**PROBLEM TO WORK ON**: Quote the lines below from the line containing "Point to every instance of the tree" through the last line, including both of those lines.

**DATA LISTING**:
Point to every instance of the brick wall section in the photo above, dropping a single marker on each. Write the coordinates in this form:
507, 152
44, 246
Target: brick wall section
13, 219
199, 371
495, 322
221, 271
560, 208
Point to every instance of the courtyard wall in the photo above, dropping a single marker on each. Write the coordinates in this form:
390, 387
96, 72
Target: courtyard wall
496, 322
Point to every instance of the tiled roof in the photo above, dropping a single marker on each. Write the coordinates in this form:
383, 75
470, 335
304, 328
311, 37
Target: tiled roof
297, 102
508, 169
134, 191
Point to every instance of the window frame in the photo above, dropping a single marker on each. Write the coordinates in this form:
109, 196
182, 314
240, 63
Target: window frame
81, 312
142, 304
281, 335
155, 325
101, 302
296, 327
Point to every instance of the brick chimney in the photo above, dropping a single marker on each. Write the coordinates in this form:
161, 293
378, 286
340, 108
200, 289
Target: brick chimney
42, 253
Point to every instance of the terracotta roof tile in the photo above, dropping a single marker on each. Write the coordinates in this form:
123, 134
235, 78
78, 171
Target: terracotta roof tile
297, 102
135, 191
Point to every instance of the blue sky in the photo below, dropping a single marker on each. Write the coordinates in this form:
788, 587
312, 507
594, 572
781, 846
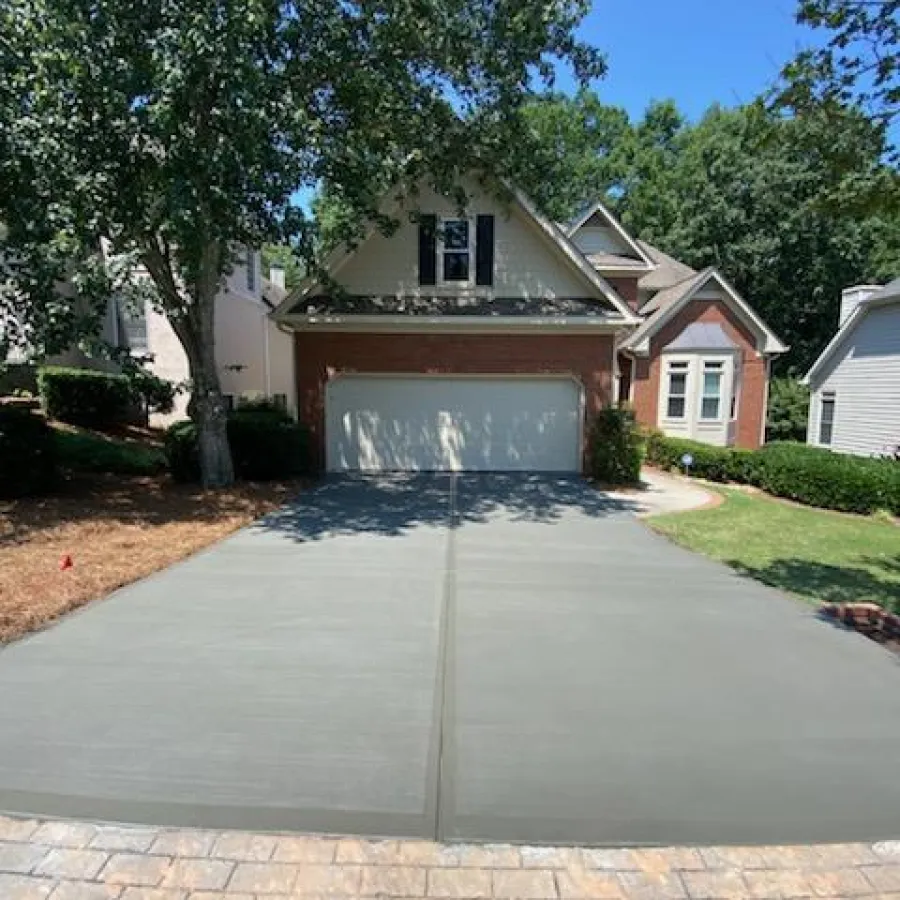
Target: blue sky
697, 52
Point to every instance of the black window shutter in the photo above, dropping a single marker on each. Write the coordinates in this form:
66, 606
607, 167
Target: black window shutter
427, 249
484, 250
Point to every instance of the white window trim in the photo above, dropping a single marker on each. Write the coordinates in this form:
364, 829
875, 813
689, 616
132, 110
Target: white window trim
440, 280
720, 367
251, 275
682, 367
826, 397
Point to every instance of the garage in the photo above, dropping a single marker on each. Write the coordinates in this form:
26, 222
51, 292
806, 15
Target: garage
377, 423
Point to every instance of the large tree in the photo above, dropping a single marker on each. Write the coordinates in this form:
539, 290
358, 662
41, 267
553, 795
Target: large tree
175, 134
792, 208
781, 206
857, 63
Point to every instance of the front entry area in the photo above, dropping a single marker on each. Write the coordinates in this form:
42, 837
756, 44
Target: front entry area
423, 423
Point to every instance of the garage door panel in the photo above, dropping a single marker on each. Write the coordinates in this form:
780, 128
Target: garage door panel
453, 424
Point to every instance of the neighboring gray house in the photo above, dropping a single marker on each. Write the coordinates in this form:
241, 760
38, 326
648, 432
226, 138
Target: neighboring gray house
855, 383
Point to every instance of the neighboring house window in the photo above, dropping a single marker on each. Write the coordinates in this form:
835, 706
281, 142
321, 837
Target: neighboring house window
251, 271
455, 250
131, 325
677, 394
711, 399
735, 392
826, 419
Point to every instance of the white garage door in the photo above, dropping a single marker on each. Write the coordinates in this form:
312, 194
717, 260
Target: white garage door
383, 424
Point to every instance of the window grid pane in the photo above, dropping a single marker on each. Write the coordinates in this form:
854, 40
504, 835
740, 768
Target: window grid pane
456, 250
676, 402
710, 401
826, 420
456, 266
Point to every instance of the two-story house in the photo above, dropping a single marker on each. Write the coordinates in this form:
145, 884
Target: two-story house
485, 339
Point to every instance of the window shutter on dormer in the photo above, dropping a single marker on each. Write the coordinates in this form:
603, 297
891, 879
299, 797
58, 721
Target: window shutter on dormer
484, 250
428, 249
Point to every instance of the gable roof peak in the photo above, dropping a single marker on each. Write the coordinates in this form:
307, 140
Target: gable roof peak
599, 208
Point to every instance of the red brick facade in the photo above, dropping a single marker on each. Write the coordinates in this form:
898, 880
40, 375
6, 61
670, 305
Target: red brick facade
321, 356
752, 400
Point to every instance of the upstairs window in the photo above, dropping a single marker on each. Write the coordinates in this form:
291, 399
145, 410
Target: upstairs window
711, 399
251, 271
826, 419
455, 250
676, 404
131, 324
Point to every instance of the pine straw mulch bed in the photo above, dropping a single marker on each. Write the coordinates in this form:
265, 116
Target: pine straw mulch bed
116, 530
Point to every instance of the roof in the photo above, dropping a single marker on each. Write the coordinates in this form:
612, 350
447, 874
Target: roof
885, 296
668, 270
443, 305
597, 208
673, 293
668, 302
702, 336
622, 314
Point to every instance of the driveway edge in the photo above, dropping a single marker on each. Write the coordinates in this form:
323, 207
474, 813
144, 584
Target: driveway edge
72, 860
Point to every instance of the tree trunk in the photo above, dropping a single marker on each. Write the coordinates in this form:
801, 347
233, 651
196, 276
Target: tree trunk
207, 407
194, 325
208, 411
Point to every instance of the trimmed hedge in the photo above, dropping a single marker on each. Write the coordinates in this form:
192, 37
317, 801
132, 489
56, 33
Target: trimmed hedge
27, 454
810, 475
88, 452
616, 447
265, 443
85, 397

**RESPONSE BELOW**:
Point to every instance of the tree trunk in the photo above, dropping a single marker on each. Write the coordinates in this form:
801, 347
233, 651
196, 276
Target: tree trunk
207, 407
194, 325
208, 411
Point to every instance of the trimmed hedge in the photo above, dropping a single marker on each. Write the coordinates in this form:
192, 37
317, 801
132, 489
56, 33
Target: trimmed hedge
27, 454
810, 475
88, 452
616, 447
265, 443
85, 397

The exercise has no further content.